- _Exercise prompt_: Could you quote verbatim everything from the line containing "Drop one dot on each instance of the dining" down to the last line of the rows below, including both of those lines and nothing else?

— BEGIN —

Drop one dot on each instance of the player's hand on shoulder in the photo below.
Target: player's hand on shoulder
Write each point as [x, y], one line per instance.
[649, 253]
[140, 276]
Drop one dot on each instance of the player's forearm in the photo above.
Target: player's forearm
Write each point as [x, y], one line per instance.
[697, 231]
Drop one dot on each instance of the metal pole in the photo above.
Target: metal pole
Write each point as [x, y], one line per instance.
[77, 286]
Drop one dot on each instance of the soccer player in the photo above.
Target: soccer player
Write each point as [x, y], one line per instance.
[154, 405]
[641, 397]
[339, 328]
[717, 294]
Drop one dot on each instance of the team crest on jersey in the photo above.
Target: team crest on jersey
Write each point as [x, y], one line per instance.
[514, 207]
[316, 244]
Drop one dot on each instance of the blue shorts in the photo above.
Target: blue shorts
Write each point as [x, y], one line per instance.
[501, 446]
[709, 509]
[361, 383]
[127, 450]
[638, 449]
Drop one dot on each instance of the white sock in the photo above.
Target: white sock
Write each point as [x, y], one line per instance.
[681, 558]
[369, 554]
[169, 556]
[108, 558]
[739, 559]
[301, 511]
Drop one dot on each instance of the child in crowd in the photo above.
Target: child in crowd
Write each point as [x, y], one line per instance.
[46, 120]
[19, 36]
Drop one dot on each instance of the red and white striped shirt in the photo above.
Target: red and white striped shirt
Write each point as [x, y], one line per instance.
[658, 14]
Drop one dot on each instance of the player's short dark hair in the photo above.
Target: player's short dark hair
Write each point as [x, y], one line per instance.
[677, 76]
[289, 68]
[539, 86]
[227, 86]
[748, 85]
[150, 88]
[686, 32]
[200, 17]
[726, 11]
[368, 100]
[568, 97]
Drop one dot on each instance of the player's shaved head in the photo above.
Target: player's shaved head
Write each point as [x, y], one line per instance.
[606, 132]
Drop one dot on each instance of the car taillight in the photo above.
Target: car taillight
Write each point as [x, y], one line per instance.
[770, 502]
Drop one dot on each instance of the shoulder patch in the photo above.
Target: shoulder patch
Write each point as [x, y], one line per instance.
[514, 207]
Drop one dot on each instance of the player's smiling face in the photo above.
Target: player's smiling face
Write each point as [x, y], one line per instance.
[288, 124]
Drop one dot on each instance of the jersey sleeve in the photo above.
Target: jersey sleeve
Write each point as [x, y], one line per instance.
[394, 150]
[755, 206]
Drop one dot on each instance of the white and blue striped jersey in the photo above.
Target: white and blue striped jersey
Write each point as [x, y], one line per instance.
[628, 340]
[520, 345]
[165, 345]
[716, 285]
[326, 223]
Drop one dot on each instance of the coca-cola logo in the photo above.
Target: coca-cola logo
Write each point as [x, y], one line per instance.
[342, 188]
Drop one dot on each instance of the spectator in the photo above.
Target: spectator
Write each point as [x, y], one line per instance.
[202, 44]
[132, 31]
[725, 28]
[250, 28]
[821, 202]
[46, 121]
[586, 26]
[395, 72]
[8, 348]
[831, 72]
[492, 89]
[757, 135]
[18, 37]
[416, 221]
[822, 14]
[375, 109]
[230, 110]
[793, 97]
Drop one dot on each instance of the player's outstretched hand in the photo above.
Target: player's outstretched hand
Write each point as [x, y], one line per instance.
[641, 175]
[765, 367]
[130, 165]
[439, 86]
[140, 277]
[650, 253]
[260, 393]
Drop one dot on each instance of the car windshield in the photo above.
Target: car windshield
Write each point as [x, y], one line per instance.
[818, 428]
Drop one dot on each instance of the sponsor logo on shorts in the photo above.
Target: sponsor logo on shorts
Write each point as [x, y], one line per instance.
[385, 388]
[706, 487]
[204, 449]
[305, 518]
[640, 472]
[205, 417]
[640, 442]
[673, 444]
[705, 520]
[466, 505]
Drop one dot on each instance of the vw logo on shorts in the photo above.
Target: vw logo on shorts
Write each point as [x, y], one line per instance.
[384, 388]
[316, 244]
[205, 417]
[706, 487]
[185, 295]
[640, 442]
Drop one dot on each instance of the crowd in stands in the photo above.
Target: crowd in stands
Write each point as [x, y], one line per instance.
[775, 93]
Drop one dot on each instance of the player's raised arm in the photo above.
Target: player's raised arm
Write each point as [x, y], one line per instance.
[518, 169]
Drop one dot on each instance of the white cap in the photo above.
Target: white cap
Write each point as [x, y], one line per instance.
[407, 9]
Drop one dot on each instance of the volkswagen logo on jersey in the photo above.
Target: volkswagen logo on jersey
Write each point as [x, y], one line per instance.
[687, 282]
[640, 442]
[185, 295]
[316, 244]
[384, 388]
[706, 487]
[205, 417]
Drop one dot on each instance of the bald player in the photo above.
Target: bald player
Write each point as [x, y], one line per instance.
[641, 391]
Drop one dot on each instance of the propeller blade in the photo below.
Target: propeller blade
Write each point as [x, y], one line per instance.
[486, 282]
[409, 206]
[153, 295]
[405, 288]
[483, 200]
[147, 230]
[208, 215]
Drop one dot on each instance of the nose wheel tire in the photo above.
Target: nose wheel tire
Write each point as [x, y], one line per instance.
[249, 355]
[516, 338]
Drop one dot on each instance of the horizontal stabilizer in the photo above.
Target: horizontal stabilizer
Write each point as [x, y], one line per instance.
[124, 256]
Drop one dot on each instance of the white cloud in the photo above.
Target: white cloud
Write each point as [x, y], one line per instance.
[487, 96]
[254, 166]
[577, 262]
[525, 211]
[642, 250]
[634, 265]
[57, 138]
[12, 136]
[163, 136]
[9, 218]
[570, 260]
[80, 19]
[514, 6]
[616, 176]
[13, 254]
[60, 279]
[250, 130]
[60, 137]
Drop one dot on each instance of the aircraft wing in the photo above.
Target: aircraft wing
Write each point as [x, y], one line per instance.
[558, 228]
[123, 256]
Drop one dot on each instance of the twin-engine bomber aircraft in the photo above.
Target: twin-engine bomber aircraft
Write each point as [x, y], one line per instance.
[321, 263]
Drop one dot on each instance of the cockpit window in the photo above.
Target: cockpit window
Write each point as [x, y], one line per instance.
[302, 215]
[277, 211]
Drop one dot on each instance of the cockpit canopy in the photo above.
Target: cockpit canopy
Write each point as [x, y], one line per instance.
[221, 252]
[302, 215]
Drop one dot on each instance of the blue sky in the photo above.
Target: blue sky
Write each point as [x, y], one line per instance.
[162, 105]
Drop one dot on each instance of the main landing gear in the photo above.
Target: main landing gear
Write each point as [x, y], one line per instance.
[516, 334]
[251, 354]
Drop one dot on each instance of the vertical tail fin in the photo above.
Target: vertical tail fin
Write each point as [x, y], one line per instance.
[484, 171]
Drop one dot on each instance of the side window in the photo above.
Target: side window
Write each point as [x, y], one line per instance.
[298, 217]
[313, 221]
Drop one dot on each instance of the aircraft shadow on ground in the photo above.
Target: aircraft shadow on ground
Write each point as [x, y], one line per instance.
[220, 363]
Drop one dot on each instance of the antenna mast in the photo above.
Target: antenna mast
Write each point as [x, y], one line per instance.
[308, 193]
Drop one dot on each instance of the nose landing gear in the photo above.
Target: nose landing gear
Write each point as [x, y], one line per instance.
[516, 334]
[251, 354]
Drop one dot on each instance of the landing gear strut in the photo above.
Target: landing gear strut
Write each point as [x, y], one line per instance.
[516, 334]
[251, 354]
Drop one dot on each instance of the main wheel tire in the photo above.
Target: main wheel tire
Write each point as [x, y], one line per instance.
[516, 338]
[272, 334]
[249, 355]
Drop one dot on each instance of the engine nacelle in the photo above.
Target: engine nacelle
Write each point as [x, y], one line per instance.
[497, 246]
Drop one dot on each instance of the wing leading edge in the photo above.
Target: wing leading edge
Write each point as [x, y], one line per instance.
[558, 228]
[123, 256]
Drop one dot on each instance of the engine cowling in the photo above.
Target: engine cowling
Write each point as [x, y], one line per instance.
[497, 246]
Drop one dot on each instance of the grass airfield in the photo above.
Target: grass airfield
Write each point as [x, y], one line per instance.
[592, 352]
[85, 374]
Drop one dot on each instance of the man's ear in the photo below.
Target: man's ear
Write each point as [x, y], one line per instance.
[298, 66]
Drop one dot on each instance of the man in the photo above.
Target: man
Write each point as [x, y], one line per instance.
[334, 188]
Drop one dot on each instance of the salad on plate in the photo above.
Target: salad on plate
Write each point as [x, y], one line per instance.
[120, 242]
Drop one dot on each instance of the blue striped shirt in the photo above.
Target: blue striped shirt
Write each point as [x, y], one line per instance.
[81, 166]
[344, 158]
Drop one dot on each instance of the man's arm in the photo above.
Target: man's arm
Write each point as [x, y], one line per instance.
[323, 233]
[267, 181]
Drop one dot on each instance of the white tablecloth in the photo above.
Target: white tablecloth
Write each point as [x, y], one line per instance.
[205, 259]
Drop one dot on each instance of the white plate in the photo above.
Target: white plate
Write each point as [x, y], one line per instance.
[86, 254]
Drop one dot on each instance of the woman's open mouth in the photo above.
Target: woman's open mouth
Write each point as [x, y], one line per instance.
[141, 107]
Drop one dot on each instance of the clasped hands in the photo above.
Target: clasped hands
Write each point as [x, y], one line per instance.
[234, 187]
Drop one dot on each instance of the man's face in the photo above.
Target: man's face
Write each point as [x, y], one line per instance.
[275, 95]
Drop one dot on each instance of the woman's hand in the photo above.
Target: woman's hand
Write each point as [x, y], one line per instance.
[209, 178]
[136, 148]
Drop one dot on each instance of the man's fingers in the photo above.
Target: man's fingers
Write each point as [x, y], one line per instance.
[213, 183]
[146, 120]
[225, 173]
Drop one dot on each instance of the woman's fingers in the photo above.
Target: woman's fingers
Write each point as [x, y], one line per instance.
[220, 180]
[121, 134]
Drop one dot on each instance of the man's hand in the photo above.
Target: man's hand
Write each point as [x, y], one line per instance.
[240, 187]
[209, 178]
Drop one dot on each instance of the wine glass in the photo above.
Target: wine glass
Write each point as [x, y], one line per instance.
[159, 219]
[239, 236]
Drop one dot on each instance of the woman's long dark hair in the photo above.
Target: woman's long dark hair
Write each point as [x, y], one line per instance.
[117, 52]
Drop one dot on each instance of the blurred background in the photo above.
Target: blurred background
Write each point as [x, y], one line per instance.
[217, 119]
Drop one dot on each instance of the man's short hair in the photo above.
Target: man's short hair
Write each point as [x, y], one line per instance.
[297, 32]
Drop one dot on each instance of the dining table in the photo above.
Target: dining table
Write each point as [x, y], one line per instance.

— END —

- _Solution_:
Drop one dot on each instance of the dining table in the photo above.
Target: dining table
Write each point as [x, y], one line per instance.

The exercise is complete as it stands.